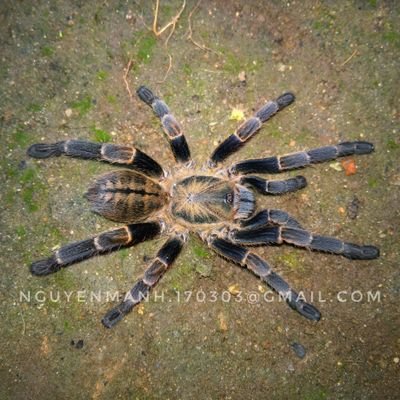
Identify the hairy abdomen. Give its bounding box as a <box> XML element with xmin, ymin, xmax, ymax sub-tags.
<box><xmin>85</xmin><ymin>170</ymin><xmax>167</xmax><ymax>223</ymax></box>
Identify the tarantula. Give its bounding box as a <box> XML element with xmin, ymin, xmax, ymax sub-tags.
<box><xmin>27</xmin><ymin>86</ymin><xmax>379</xmax><ymax>328</ymax></box>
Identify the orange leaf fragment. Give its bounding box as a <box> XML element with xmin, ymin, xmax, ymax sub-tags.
<box><xmin>341</xmin><ymin>159</ymin><xmax>357</xmax><ymax>176</ymax></box>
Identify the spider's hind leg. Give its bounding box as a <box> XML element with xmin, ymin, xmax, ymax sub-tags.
<box><xmin>102</xmin><ymin>233</ymin><xmax>186</xmax><ymax>328</ymax></box>
<box><xmin>28</xmin><ymin>140</ymin><xmax>165</xmax><ymax>179</ymax></box>
<box><xmin>30</xmin><ymin>222</ymin><xmax>163</xmax><ymax>276</ymax></box>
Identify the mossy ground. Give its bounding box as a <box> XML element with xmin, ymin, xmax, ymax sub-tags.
<box><xmin>0</xmin><ymin>1</ymin><xmax>399</xmax><ymax>399</ymax></box>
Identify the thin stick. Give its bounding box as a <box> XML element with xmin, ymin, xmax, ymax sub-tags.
<box><xmin>187</xmin><ymin>0</ymin><xmax>217</xmax><ymax>54</ymax></box>
<box><xmin>123</xmin><ymin>58</ymin><xmax>134</xmax><ymax>101</ymax></box>
<box><xmin>153</xmin><ymin>0</ymin><xmax>186</xmax><ymax>37</ymax></box>
<box><xmin>340</xmin><ymin>49</ymin><xmax>358</xmax><ymax>67</ymax></box>
<box><xmin>152</xmin><ymin>0</ymin><xmax>186</xmax><ymax>83</ymax></box>
<box><xmin>158</xmin><ymin>53</ymin><xmax>173</xmax><ymax>83</ymax></box>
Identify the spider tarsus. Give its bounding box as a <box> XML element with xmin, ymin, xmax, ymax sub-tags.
<box><xmin>102</xmin><ymin>301</ymin><xmax>134</xmax><ymax>329</ymax></box>
<box><xmin>276</xmin><ymin>92</ymin><xmax>295</xmax><ymax>109</ymax></box>
<box><xmin>336</xmin><ymin>141</ymin><xmax>374</xmax><ymax>156</ymax></box>
<box><xmin>27</xmin><ymin>142</ymin><xmax>64</xmax><ymax>158</ymax></box>
<box><xmin>30</xmin><ymin>256</ymin><xmax>61</xmax><ymax>276</ymax></box>
<box><xmin>136</xmin><ymin>85</ymin><xmax>156</xmax><ymax>105</ymax></box>
<box><xmin>355</xmin><ymin>141</ymin><xmax>374</xmax><ymax>154</ymax></box>
<box><xmin>342</xmin><ymin>244</ymin><xmax>379</xmax><ymax>260</ymax></box>
<box><xmin>287</xmin><ymin>295</ymin><xmax>321</xmax><ymax>321</ymax></box>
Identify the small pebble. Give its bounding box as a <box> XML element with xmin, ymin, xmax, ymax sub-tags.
<box><xmin>228</xmin><ymin>284</ymin><xmax>240</xmax><ymax>295</ymax></box>
<box><xmin>291</xmin><ymin>342</ymin><xmax>306</xmax><ymax>359</ymax></box>
<box><xmin>278</xmin><ymin>63</ymin><xmax>286</xmax><ymax>72</ymax></box>
<box><xmin>71</xmin><ymin>339</ymin><xmax>84</xmax><ymax>349</ymax></box>
<box><xmin>238</xmin><ymin>70</ymin><xmax>246</xmax><ymax>83</ymax></box>
<box><xmin>347</xmin><ymin>195</ymin><xmax>360</xmax><ymax>219</ymax></box>
<box><xmin>18</xmin><ymin>160</ymin><xmax>27</xmax><ymax>170</ymax></box>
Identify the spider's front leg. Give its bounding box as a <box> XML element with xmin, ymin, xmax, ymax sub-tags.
<box><xmin>28</xmin><ymin>141</ymin><xmax>165</xmax><ymax>179</ymax></box>
<box><xmin>30</xmin><ymin>222</ymin><xmax>163</xmax><ymax>275</ymax></box>
<box><xmin>137</xmin><ymin>86</ymin><xmax>191</xmax><ymax>164</ymax></box>
<box><xmin>229</xmin><ymin>141</ymin><xmax>374</xmax><ymax>175</ymax></box>
<box><xmin>208</xmin><ymin>92</ymin><xmax>295</xmax><ymax>166</ymax></box>
<box><xmin>102</xmin><ymin>233</ymin><xmax>186</xmax><ymax>328</ymax></box>
<box><xmin>240</xmin><ymin>209</ymin><xmax>304</xmax><ymax>230</ymax></box>
<box><xmin>203</xmin><ymin>235</ymin><xmax>321</xmax><ymax>321</ymax></box>
<box><xmin>230</xmin><ymin>222</ymin><xmax>379</xmax><ymax>260</ymax></box>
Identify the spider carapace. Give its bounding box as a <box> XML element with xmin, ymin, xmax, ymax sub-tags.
<box><xmin>27</xmin><ymin>85</ymin><xmax>379</xmax><ymax>328</ymax></box>
<box><xmin>170</xmin><ymin>174</ymin><xmax>255</xmax><ymax>225</ymax></box>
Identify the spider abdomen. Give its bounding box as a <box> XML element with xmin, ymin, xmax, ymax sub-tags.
<box><xmin>85</xmin><ymin>170</ymin><xmax>167</xmax><ymax>223</ymax></box>
<box><xmin>170</xmin><ymin>175</ymin><xmax>255</xmax><ymax>226</ymax></box>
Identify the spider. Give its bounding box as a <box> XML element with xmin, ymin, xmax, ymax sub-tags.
<box><xmin>27</xmin><ymin>86</ymin><xmax>379</xmax><ymax>328</ymax></box>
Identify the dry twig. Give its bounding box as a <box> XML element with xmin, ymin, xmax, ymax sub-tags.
<box><xmin>158</xmin><ymin>53</ymin><xmax>173</xmax><ymax>83</ymax></box>
<box><xmin>340</xmin><ymin>49</ymin><xmax>358</xmax><ymax>67</ymax></box>
<box><xmin>152</xmin><ymin>0</ymin><xmax>186</xmax><ymax>82</ymax></box>
<box><xmin>187</xmin><ymin>0</ymin><xmax>217</xmax><ymax>54</ymax></box>
<box><xmin>123</xmin><ymin>58</ymin><xmax>135</xmax><ymax>101</ymax></box>
<box><xmin>153</xmin><ymin>0</ymin><xmax>186</xmax><ymax>38</ymax></box>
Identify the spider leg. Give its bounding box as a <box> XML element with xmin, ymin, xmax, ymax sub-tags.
<box><xmin>240</xmin><ymin>175</ymin><xmax>307</xmax><ymax>195</ymax></box>
<box><xmin>136</xmin><ymin>86</ymin><xmax>191</xmax><ymax>164</ymax></box>
<box><xmin>240</xmin><ymin>209</ymin><xmax>304</xmax><ymax>230</ymax></box>
<box><xmin>204</xmin><ymin>236</ymin><xmax>321</xmax><ymax>321</ymax></box>
<box><xmin>229</xmin><ymin>225</ymin><xmax>380</xmax><ymax>260</ymax></box>
<box><xmin>229</xmin><ymin>141</ymin><xmax>374</xmax><ymax>175</ymax></box>
<box><xmin>30</xmin><ymin>222</ymin><xmax>163</xmax><ymax>276</ymax></box>
<box><xmin>27</xmin><ymin>140</ymin><xmax>165</xmax><ymax>179</ymax></box>
<box><xmin>102</xmin><ymin>233</ymin><xmax>186</xmax><ymax>328</ymax></box>
<box><xmin>208</xmin><ymin>92</ymin><xmax>295</xmax><ymax>166</ymax></box>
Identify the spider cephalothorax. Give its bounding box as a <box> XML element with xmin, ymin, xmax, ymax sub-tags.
<box><xmin>27</xmin><ymin>85</ymin><xmax>379</xmax><ymax>328</ymax></box>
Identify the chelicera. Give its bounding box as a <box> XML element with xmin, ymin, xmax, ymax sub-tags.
<box><xmin>27</xmin><ymin>86</ymin><xmax>379</xmax><ymax>328</ymax></box>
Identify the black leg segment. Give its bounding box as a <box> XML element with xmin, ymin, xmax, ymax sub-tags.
<box><xmin>241</xmin><ymin>175</ymin><xmax>307</xmax><ymax>195</ymax></box>
<box><xmin>30</xmin><ymin>222</ymin><xmax>163</xmax><ymax>276</ymax></box>
<box><xmin>137</xmin><ymin>86</ymin><xmax>191</xmax><ymax>164</ymax></box>
<box><xmin>28</xmin><ymin>140</ymin><xmax>165</xmax><ymax>179</ymax></box>
<box><xmin>206</xmin><ymin>237</ymin><xmax>320</xmax><ymax>321</ymax></box>
<box><xmin>102</xmin><ymin>234</ymin><xmax>185</xmax><ymax>328</ymax></box>
<box><xmin>241</xmin><ymin>209</ymin><xmax>304</xmax><ymax>229</ymax></box>
<box><xmin>229</xmin><ymin>141</ymin><xmax>375</xmax><ymax>175</ymax></box>
<box><xmin>209</xmin><ymin>92</ymin><xmax>295</xmax><ymax>166</ymax></box>
<box><xmin>230</xmin><ymin>226</ymin><xmax>379</xmax><ymax>260</ymax></box>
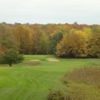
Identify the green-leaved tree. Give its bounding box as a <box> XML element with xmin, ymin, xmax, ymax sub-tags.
<box><xmin>0</xmin><ymin>49</ymin><xmax>24</xmax><ymax>66</ymax></box>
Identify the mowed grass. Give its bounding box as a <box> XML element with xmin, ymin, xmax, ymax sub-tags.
<box><xmin>0</xmin><ymin>55</ymin><xmax>100</xmax><ymax>100</ymax></box>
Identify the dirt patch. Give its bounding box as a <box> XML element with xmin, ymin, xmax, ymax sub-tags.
<box><xmin>31</xmin><ymin>59</ymin><xmax>41</xmax><ymax>62</ymax></box>
<box><xmin>23</xmin><ymin>59</ymin><xmax>41</xmax><ymax>66</ymax></box>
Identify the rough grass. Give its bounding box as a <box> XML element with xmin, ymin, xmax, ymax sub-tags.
<box><xmin>0</xmin><ymin>55</ymin><xmax>100</xmax><ymax>100</ymax></box>
<box><xmin>48</xmin><ymin>67</ymin><xmax>100</xmax><ymax>100</ymax></box>
<box><xmin>63</xmin><ymin>67</ymin><xmax>100</xmax><ymax>87</ymax></box>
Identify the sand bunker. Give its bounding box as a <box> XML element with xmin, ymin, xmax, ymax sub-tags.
<box><xmin>47</xmin><ymin>58</ymin><xmax>59</xmax><ymax>62</ymax></box>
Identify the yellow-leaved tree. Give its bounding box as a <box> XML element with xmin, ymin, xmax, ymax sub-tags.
<box><xmin>56</xmin><ymin>29</ymin><xmax>89</xmax><ymax>58</ymax></box>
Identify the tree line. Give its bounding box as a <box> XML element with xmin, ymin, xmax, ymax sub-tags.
<box><xmin>0</xmin><ymin>22</ymin><xmax>100</xmax><ymax>58</ymax></box>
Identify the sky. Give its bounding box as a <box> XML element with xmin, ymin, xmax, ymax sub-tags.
<box><xmin>0</xmin><ymin>0</ymin><xmax>100</xmax><ymax>24</ymax></box>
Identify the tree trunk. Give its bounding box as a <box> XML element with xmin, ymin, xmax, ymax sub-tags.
<box><xmin>9</xmin><ymin>63</ymin><xmax>12</xmax><ymax>67</ymax></box>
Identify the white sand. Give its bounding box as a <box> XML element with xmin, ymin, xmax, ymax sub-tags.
<box><xmin>47</xmin><ymin>58</ymin><xmax>59</xmax><ymax>62</ymax></box>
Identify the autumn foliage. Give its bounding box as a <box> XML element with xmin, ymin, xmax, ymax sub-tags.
<box><xmin>0</xmin><ymin>23</ymin><xmax>100</xmax><ymax>58</ymax></box>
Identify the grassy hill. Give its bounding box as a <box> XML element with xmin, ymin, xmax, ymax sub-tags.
<box><xmin>0</xmin><ymin>55</ymin><xmax>100</xmax><ymax>100</ymax></box>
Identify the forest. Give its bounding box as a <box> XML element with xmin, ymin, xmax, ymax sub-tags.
<box><xmin>0</xmin><ymin>22</ymin><xmax>100</xmax><ymax>58</ymax></box>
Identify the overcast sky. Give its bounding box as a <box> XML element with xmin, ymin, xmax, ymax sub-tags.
<box><xmin>0</xmin><ymin>0</ymin><xmax>100</xmax><ymax>24</ymax></box>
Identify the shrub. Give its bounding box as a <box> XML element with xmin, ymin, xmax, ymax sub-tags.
<box><xmin>48</xmin><ymin>90</ymin><xmax>65</xmax><ymax>100</ymax></box>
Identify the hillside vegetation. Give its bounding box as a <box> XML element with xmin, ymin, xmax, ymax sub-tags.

══════════════════════════════

Work required: Would you please reproduce every line from the one containing "Identify the forest." through the final line of the listing, and only those lines?

Your solution:
Identify the forest. Give its bounding box as a <box> XML element with xmin, ymin, xmax, ymax sub-tags.
<box><xmin>0</xmin><ymin>22</ymin><xmax>100</xmax><ymax>58</ymax></box>
Identify the overcast sky. Give its bounding box as a <box> XML element with xmin, ymin, xmax, ymax sub-tags.
<box><xmin>0</xmin><ymin>0</ymin><xmax>100</xmax><ymax>24</ymax></box>
Identify the shrub. Give its bounding box as a <box> XML element with xmin, ymin, xmax, ymax sub-tags.
<box><xmin>48</xmin><ymin>90</ymin><xmax>65</xmax><ymax>100</ymax></box>
Identify the hillside vegetation. Give its bounding box as a <box> XML element with xmin, ymin, xmax, ymax sub-tags.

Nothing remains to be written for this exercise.